* **PASSAGE GIVEN**:
·····

# A couple of my designs.



## NaturalFork (Jan 21, 2010)

These are all meant to be made from multiplex. I couldnt find the one I really wanted to post but a couple of these I feel are ok.

You may have to play with the image sizes. The blue one is my "Edge" shooter that I shot with for a very long time.


----------



## e~shot (Jun 3, 2010)

Ray, thanks for the designs. I like the first one.


----------



## NaturalFork (Jan 21, 2010)

Thank you E. I have a few more I will post. They are at work and I forgot today.


----------



## Dayhiker (Mar 13, 2010)

Thanks for sharing these, Ray. I like the blue one best.


----------



## gamekeeper john (Apr 11, 2011)

i like the first 1, very nice design, i have a book which i have had for about 3 years now, it must have a few hundred designs in that i have drawed lol, its dropping apart but i dont know what i would do without it, and i have only ever made about 20 designs from it, i will get some of them on the shared designs section when i get the chance, theres some well crazy designs in it, thanks for sharing, john


----------



## Daniel J (Dec 15, 2010)

thanks for the designs. i like the second one.

·····

Stored items

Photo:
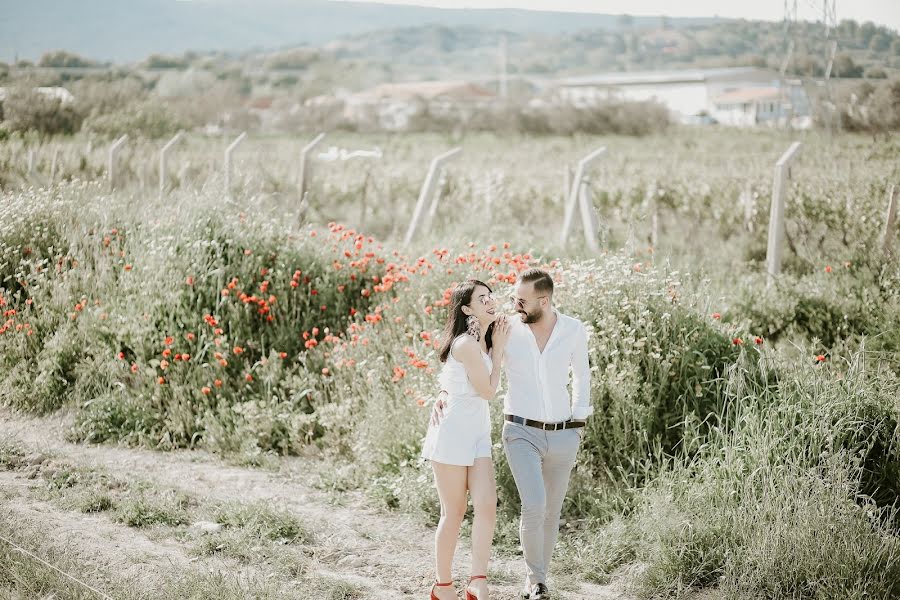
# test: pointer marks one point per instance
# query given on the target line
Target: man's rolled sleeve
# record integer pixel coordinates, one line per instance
(581, 377)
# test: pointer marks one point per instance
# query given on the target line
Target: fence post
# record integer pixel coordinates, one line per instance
(427, 191)
(653, 209)
(304, 164)
(776, 213)
(228, 151)
(53, 162)
(890, 219)
(575, 198)
(111, 164)
(162, 162)
(746, 200)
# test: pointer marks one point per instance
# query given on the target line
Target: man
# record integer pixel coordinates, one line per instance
(543, 425)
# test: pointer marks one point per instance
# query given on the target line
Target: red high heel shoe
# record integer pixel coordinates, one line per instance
(470, 595)
(438, 584)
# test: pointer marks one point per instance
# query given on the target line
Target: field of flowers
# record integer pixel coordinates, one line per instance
(744, 438)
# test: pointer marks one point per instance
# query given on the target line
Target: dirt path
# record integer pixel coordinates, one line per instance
(386, 553)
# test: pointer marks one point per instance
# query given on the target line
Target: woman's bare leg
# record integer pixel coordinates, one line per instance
(450, 481)
(483, 489)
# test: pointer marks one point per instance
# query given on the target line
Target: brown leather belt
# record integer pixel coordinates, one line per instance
(545, 426)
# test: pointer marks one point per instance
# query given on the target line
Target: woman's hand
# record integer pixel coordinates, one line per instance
(500, 335)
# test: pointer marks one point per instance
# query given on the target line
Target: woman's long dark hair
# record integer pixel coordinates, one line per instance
(456, 320)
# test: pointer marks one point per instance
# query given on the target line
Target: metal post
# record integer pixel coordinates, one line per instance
(588, 216)
(53, 162)
(228, 151)
(162, 162)
(574, 195)
(304, 163)
(746, 200)
(890, 219)
(427, 191)
(653, 210)
(776, 213)
(111, 165)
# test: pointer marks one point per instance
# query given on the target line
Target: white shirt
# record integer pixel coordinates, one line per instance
(537, 381)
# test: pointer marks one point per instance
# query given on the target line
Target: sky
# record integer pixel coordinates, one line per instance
(882, 12)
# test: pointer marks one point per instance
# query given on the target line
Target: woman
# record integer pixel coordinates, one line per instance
(459, 448)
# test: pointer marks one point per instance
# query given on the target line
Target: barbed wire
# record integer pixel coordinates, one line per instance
(61, 572)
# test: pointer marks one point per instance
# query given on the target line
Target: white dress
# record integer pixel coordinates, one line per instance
(464, 432)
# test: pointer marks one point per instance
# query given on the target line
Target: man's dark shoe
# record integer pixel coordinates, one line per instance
(538, 591)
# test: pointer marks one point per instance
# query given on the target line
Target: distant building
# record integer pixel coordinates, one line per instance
(749, 107)
(689, 94)
(62, 94)
(393, 105)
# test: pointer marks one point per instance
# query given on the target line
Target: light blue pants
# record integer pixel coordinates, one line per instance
(541, 462)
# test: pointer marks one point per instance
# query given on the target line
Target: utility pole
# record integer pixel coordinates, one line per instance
(504, 86)
(829, 20)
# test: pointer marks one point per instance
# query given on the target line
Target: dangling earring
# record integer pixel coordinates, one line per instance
(474, 327)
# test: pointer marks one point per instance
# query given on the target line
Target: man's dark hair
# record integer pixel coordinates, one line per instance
(541, 279)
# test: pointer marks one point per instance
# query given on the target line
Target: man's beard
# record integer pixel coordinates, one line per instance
(532, 317)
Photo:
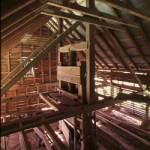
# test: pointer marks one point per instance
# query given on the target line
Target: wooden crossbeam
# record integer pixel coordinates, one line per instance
(33, 59)
(69, 74)
(125, 7)
(23, 141)
(82, 46)
(89, 12)
(86, 19)
(41, 135)
(57, 142)
(14, 126)
(51, 117)
(48, 102)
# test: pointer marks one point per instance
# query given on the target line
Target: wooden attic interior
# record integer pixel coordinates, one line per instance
(75, 74)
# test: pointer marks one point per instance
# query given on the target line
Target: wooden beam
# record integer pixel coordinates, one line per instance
(57, 142)
(33, 59)
(51, 117)
(81, 46)
(20, 6)
(126, 7)
(23, 141)
(69, 74)
(30, 122)
(89, 12)
(41, 135)
(86, 19)
(48, 102)
(90, 61)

·····

* **WHAT THIS EXERCISE ASKS**:
• A. Determine how many lines of the entries contain the string "wooden", and state only that number.
• B. Continue the forum thread on multiplex designs, writing what follows its final post.

* **RESULTS IN ORDER**:
• A. 3

• B.
----------



## BaneofSmallGame (Sep 22, 2010)

They look good to me Ray, that will help a lot of people I'm sure.

The shared designs section is a great asset to the community, each and every contribution is much appreciated...

Cheers - John


----------



## NaturalFork (Jan 21, 2010)

Dayhiker said:


> Thanks for sharing these, Ray. I like the blue one best.


Thanks. That is the one I prefer as well. Actually going to make another one tonight.


----------



## AJW (Apr 24, 2011)

Thanks for sharing some great designs with us. The blue one is special, one of those you love as soon as you see it. My wanna make list is starting to look daunting.


----------



## Classic Slingshot (Apr 27, 2011)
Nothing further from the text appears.